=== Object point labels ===
++++++++

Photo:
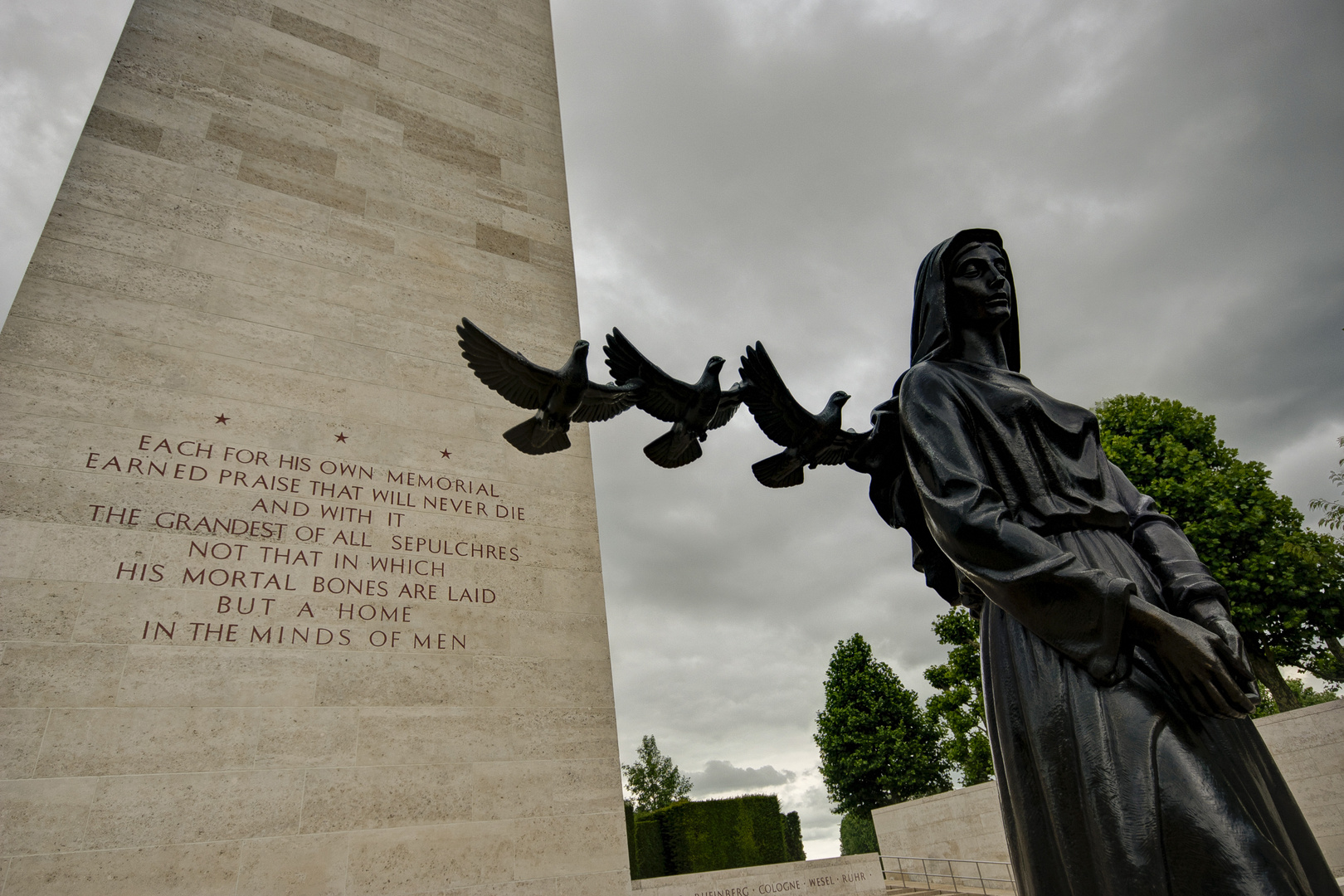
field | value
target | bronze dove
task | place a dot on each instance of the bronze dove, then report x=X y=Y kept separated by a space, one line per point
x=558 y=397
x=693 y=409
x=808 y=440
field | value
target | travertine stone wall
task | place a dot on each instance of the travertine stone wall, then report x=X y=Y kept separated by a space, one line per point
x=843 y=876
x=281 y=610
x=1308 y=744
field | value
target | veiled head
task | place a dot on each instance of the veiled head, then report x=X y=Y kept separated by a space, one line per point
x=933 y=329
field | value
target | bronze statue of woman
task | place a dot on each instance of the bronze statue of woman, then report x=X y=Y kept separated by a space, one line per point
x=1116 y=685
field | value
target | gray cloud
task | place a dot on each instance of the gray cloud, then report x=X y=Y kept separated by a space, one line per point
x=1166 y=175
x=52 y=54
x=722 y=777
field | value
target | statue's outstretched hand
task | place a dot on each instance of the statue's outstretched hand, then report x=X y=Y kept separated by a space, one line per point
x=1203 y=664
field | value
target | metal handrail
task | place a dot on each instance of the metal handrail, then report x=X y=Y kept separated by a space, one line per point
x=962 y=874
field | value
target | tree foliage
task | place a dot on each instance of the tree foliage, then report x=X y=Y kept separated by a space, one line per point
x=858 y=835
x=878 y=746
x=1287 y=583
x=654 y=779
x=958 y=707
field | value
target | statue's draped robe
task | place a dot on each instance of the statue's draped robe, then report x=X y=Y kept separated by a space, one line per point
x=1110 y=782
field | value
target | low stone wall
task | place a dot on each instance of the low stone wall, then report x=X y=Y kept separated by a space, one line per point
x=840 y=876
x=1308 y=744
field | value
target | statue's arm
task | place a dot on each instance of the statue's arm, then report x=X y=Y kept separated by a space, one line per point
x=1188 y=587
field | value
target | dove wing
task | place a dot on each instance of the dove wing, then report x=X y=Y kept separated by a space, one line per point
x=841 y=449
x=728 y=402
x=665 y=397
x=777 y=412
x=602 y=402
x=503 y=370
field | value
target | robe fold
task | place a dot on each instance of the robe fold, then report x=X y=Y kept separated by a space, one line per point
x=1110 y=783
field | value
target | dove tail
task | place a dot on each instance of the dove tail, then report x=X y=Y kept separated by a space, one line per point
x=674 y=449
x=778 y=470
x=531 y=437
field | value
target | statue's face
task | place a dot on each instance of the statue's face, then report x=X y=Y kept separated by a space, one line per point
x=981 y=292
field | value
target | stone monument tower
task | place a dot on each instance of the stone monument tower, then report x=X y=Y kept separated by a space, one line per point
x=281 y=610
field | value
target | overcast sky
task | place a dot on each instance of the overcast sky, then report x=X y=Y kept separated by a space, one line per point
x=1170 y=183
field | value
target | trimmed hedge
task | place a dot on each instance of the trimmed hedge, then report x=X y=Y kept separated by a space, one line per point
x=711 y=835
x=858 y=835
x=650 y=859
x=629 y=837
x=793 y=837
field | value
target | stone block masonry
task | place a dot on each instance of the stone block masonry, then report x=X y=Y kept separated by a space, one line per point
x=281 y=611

++++++++

=== Stated exercise ===
Transcribe the full listing character for character. Pictures are excluded.

=== Exercise output ===
Photo:
field | value
target | bronze dove
task | place a dot on each instance of the bronze dove, then report x=X y=Y kept separated by a space, one line per point
x=558 y=397
x=693 y=409
x=808 y=440
field | value
target | travertine stone wall
task | place a dot on each instance of the travertine stone wall, then report x=X y=Y kept separated by a space, one line per point
x=843 y=876
x=281 y=610
x=1308 y=744
field | value
target | veiled head
task | place a dot on each instance of the veiled head, then report x=X y=Y kept separated by a space, one line per point
x=933 y=329
field | value
target | bronze statue of woman
task | place a dot on each instance of the bronze statue of woman, then report x=X y=Y kept separated by a space, one line per point
x=1116 y=685
field | value
target | gray cloud
task | place a dot on each instance of the gray cloud, then report x=X y=Y kept separated by a space, one line per point
x=1166 y=175
x=52 y=54
x=722 y=777
field | value
target | statue's outstretched hand
task | place a dot on each instance of the statue's outstretched hand, then report x=X y=Y kept separated by a space, one line per point
x=1203 y=664
field | value
target | metal handrail
task | place a dot on each instance of the metal handrail, then report x=X y=Y kept separated by a space, one line per point
x=962 y=874
field | value
target | tree foliage
task | place a dot on each instance of the tree foliage, then report x=X y=Y kept separated by a space, one line per point
x=858 y=835
x=878 y=746
x=1287 y=583
x=654 y=779
x=958 y=707
field | value
target | statue's draped robe
task | place a dot on each instance of the statue's draped robe, then report x=X y=Y kept separated by a space, one line per point
x=1110 y=782
field | value
target | low stone wall
task | place a dot on each instance of the low stone wall, then report x=X y=Y kept separated by a space, one line per point
x=840 y=876
x=1308 y=744
field | value
target | statue's arm
task | place a dot on each instance of the statue's arm, then report x=X y=Y kept separated by a space, one line per point
x=1188 y=587
field | value
target | dove wing
task | place a dot on each instance of the dove wing, then report x=X y=Y kept separated by a space, one line per point
x=841 y=449
x=728 y=402
x=665 y=397
x=777 y=412
x=602 y=402
x=503 y=370
field | value
target | robe fold
task | place a dot on each instance of the robe fold, then report x=X y=Y kept separated by a space, one line per point
x=1110 y=783
field | value
target | dove tail
task | place a dot on each instance of the dove tail, then report x=X y=Y kept separated by a space, one line per point
x=674 y=449
x=778 y=470
x=531 y=437
field | value
target | statue's face
task | place a dot on each instance of the statue's face, then report x=X y=Y kept separated by a space, one line per point
x=981 y=292
field | value
target | stone monument tower
task | place a dot on each instance of the stone monument tower, then report x=X y=Y kept separated by a space, one line per point
x=281 y=610
field | value
target | overcast sky
task | place a dot on each instance of the overcast sky, then report x=X y=Y kept separated by a space, one line per point
x=1170 y=183
field | value
target | trimmed hedge
task | place a dot on each instance of the trimmed hedge, then report x=X y=Y kept separated by a space, one line per point
x=711 y=835
x=858 y=835
x=650 y=859
x=629 y=837
x=793 y=837
field | value
target | stone block masonry
task | place a dot on each instance of the stone block masonry, then report x=X y=Y kept separated by a space, one line per point
x=281 y=611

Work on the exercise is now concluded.